### [WORK ITEM]
Please set down the line that contains "Target: crystal chandelier" and every line below it through the last, exactly as written, with no other lines.

──────── SUPPLIED RECORDS

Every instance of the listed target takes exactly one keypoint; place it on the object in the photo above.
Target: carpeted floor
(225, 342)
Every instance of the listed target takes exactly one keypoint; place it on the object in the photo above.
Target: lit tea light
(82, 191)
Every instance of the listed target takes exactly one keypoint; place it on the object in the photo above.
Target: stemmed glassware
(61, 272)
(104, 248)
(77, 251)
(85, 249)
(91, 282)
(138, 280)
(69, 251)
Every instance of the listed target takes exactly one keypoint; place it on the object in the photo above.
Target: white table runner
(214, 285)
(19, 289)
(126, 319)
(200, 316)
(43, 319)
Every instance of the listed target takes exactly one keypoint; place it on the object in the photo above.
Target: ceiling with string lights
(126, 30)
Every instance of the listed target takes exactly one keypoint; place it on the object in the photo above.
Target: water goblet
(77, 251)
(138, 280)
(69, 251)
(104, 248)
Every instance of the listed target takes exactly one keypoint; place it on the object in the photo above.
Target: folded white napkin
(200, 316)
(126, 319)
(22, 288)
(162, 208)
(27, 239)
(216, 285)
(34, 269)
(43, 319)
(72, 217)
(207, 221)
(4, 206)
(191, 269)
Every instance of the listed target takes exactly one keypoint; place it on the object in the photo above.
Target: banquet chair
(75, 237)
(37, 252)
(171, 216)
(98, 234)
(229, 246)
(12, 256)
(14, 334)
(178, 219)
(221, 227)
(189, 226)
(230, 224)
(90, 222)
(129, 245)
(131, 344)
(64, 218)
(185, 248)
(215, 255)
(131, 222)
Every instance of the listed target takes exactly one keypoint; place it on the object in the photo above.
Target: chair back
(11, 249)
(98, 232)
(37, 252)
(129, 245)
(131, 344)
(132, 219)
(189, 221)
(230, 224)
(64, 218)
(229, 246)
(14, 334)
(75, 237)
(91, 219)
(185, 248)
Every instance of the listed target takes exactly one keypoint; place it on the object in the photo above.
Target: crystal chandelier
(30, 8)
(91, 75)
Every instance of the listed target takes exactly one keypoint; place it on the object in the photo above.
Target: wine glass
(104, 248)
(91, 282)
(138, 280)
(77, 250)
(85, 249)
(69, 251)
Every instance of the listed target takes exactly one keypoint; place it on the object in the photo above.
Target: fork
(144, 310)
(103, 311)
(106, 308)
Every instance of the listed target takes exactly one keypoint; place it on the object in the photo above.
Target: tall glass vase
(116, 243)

────────────────

### [THE ANSWER]
Target: crystal chandelier
(30, 8)
(91, 75)
Every instance of the listed target takes exactly one keypoint; place it on the object in the photo above.
Target: wine glass
(104, 248)
(91, 282)
(138, 280)
(77, 250)
(85, 249)
(69, 251)
Every instance of the listed target takes exactly one keypoint; place it on the object in the photo above.
Target: fork
(144, 310)
(103, 311)
(106, 308)
Every instance of the listed target takes exactly one keypoint; place it on the object in the photo above.
Target: tall glass vase
(116, 243)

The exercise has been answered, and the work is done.